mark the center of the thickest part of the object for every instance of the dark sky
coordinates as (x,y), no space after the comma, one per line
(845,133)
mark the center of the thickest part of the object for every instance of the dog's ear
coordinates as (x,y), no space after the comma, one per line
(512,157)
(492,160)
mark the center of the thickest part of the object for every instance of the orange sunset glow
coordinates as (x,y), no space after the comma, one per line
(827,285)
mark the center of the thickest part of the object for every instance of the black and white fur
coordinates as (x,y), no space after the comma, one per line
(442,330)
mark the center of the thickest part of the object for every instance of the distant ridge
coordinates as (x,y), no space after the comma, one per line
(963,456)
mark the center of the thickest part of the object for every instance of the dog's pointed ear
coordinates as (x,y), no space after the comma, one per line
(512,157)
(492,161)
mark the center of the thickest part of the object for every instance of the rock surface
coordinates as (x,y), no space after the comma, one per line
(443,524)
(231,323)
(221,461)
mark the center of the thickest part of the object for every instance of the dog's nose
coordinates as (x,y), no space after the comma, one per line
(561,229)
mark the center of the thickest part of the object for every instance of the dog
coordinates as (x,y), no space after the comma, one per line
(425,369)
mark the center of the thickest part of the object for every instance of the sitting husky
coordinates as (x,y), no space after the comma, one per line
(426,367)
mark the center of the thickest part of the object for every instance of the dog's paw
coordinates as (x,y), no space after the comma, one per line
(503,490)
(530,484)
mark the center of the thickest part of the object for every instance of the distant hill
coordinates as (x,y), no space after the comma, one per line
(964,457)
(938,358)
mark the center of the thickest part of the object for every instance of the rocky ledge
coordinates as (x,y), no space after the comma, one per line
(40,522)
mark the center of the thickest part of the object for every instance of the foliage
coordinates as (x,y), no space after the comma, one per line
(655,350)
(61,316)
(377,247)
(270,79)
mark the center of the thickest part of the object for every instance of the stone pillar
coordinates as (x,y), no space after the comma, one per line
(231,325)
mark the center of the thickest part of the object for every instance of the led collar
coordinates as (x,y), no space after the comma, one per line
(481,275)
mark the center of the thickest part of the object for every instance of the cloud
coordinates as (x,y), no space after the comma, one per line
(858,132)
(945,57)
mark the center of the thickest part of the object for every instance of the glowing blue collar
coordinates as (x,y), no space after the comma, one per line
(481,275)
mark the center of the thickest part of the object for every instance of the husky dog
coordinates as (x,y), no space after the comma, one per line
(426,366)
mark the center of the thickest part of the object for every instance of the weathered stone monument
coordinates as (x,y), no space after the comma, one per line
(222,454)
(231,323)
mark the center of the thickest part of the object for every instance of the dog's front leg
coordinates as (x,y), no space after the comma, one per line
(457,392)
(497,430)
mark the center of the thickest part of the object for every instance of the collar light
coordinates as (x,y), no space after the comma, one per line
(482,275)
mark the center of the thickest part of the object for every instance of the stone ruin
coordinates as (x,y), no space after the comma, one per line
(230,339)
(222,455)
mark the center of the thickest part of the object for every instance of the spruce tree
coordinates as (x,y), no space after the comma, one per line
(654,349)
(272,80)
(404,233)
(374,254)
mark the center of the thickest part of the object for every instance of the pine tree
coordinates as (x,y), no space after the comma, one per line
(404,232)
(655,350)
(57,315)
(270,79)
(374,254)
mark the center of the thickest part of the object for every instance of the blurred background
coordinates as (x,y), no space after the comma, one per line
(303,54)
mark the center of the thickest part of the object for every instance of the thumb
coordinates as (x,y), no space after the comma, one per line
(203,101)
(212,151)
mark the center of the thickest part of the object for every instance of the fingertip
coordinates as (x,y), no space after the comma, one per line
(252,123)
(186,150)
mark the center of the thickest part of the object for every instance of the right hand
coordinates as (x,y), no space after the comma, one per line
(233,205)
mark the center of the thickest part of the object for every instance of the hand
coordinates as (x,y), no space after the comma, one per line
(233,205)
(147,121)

===

Written problem: Render as a JSON list of strings, one string per line and with blank lines omitted, the lines that begin with the one containing "the blurred background" and continue through the final line above, both ends included.

Solution for this task:
[
  "mark the center of the thickest part of the object for every instance of the blurred background",
  "coordinates as (x,y), no space after the comma, one per line",
  "(303,54)",
  "mark the center of the thickest part of the object for every instance of the thumb",
  "coordinates as (x,y), no space after the comma, one per line",
  "(203,101)",
  "(212,151)",
  "mark the center of the thickest part of the object for every instance of the fingertip",
  "coordinates as (x,y), no space after the comma, one per line",
  "(252,123)",
  "(186,150)",
  "mark the center of the thickest part of the object for every instance of the right hand",
  "coordinates as (x,y), no space after the comma, one per line",
  "(233,205)",
  "mark the center of the thickest part of the object for every instance of the hand",
  "coordinates as (x,y), no space after the comma, one per line",
  "(233,205)",
  "(147,121)"
]